▶ [WHAT IS NEEDED]:
Gather every line of the data below that contains the word "person", and list those lines in order.

[START GIVEN INFORMATION]

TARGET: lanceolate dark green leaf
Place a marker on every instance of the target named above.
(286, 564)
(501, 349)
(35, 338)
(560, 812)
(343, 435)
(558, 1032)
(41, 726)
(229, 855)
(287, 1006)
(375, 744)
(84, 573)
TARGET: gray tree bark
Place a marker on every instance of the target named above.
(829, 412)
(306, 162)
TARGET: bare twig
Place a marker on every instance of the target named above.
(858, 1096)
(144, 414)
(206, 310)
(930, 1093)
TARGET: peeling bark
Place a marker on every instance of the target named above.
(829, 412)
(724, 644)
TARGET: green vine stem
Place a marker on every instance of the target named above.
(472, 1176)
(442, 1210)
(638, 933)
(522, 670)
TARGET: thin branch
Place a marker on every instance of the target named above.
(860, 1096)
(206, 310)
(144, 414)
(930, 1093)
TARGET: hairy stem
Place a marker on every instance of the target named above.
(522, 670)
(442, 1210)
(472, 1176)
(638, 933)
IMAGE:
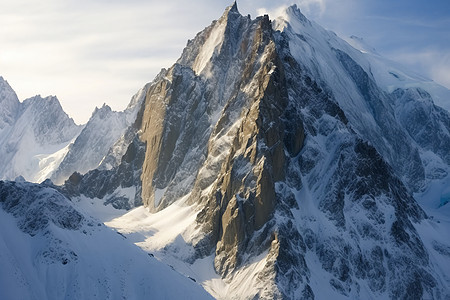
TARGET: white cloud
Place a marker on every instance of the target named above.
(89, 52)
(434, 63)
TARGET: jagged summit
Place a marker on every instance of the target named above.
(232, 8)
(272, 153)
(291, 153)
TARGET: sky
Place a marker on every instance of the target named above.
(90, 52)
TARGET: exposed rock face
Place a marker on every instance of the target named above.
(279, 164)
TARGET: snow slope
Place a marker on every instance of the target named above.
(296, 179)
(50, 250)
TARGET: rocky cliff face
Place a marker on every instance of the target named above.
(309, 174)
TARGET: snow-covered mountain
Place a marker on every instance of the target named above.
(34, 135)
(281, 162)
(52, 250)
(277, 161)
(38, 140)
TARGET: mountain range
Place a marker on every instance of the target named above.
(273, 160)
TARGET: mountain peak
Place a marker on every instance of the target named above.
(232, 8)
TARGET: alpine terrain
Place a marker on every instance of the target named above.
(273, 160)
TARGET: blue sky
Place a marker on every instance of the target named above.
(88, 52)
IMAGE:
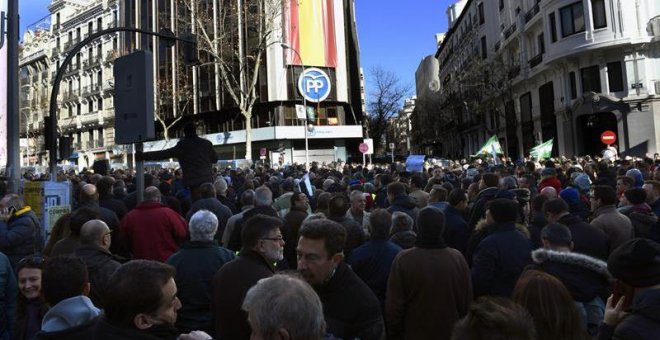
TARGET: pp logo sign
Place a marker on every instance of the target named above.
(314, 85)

[END GIVEN INFORMATION]
[START GIVEN INFORMATION]

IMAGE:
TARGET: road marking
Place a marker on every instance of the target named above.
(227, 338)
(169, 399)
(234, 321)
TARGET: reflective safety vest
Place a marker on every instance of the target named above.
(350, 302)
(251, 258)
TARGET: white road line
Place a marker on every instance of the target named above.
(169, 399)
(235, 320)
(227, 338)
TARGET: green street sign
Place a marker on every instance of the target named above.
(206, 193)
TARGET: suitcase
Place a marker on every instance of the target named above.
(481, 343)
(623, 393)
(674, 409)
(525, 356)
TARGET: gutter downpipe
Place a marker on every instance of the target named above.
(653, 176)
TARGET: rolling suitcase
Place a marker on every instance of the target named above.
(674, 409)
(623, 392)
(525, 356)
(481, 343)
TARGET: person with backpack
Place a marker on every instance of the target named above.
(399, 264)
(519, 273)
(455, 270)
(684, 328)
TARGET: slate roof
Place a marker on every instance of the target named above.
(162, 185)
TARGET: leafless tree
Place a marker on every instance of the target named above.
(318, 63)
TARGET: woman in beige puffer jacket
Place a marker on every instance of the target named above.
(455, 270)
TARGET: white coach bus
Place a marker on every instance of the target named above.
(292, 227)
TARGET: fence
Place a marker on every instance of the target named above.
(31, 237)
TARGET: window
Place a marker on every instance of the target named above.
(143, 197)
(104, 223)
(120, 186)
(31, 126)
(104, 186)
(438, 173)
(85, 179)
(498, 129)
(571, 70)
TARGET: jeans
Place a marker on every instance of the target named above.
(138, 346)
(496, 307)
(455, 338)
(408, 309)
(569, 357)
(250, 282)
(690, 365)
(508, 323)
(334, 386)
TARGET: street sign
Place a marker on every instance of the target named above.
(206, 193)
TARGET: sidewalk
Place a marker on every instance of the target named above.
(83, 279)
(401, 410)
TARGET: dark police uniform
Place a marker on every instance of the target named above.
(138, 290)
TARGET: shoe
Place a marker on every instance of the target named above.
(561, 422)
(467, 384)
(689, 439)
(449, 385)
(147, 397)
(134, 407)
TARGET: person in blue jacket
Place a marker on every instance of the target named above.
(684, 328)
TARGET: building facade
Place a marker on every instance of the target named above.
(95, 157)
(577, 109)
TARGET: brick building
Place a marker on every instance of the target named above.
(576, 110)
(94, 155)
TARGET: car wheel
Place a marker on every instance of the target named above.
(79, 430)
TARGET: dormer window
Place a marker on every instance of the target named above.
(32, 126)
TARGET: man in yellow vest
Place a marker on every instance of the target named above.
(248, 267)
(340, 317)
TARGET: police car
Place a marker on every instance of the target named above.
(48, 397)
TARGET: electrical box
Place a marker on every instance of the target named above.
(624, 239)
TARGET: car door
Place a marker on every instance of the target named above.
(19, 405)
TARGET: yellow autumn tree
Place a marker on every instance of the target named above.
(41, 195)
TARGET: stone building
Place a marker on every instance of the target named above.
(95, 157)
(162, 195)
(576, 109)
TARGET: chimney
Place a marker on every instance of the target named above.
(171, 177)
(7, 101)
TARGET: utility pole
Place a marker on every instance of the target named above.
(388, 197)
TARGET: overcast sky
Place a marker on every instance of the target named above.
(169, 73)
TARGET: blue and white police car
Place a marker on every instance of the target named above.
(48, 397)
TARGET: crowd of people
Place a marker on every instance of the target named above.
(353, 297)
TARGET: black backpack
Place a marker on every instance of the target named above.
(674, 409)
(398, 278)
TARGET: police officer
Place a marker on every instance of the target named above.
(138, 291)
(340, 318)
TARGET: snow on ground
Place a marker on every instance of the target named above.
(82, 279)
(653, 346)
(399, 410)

[END GIVEN INFORMATION]

▶ [TASK RESPONSE]:
TARGET: person with backpack
TARGET: person in blue jacket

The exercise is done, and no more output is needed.